Given passage:
============

Taking into account our experiment results and assessment on cost and time efficiency, drones are still a method that needs to be explored and adjusted for efficient monitoring. The images from drones provide high spatial resolution which is required for the detection of small litter items. Our results showed that litter sizes >2.5 cm (i.e. macrolitter size) were the minimum size detectable. Even if smaller litter items were detected and classified (e.g., Figure 4, cigarette butts <2.5 cm), in reality many were misclassified. Thus, the accuracy of consumer RGB drones can be regarded as high (Table 3) for large particles but decreases with smaller item size and additionally depends on parameters such as item color, shape and weather conditions. These limitations could be overcome with more advanced drone sensors (e.g. multispectral) or the use of other analysis methods (e.g. deep learning) which increase accuracy; however, this would involve higher costs and expertize. In terms of type of data obtained and quality, our results suggest that the drone method (with RGB camera) can only provide data on the number of items and spatial distribution (moderate to high quality), in contrast to the spatial-OSPAR method where litter objects are collected by hand and can be better visualized to define also type of item and material, and give indications of pollution sources (Table 3).

============

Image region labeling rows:
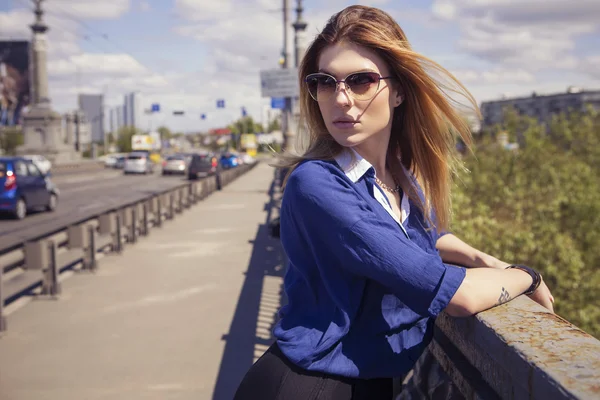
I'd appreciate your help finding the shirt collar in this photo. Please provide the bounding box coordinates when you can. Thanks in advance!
[335,148,374,183]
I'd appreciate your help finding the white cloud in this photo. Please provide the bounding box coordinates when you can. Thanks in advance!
[138,0,152,12]
[432,0,600,71]
[51,0,130,19]
[451,68,535,85]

============

Resume the passage on drone-based litter monitoring, starting right after its final sentence. None of the rows above is needed to complete the work.

Response to this exercise:
A clear strength of drones is reproducibility (Table 3). Our results showed that the mapping of sites can be easily carried out after simple training of staff with the help of free mapping apps. These apps automatically map a site of interest at a set height, speed and area, enabling long term monitoring of the same site under consistent conditions. Although our analysis method did not prove to be sufficiently accurate and time-efficient, analysis of data in general would follow a strict protocol, carried out semi-automatically, decreasing chances of human error once the method is set up and sufficiently evaluated. For the 100 m OSPAR beach monitoring it is known that a difference of at least ± 10% is common, depending on who is carrying out the field work (Schernewski et al., 2017). In this respect, the drone method shows very high reproducibility in contrast to moderate reproducibility for the spatial-OSPAR method, and comparable values for 1 km beach transects (Table 3). Nevertheless, our own experiences showed that drone and GIS based monitoring is time-intensive (creation of orthomosaics 2–8 h, classification of the images, 3–8 h) and analysis of the images requires higher skills than for data obtained with an adapted spatial-OSPAR method.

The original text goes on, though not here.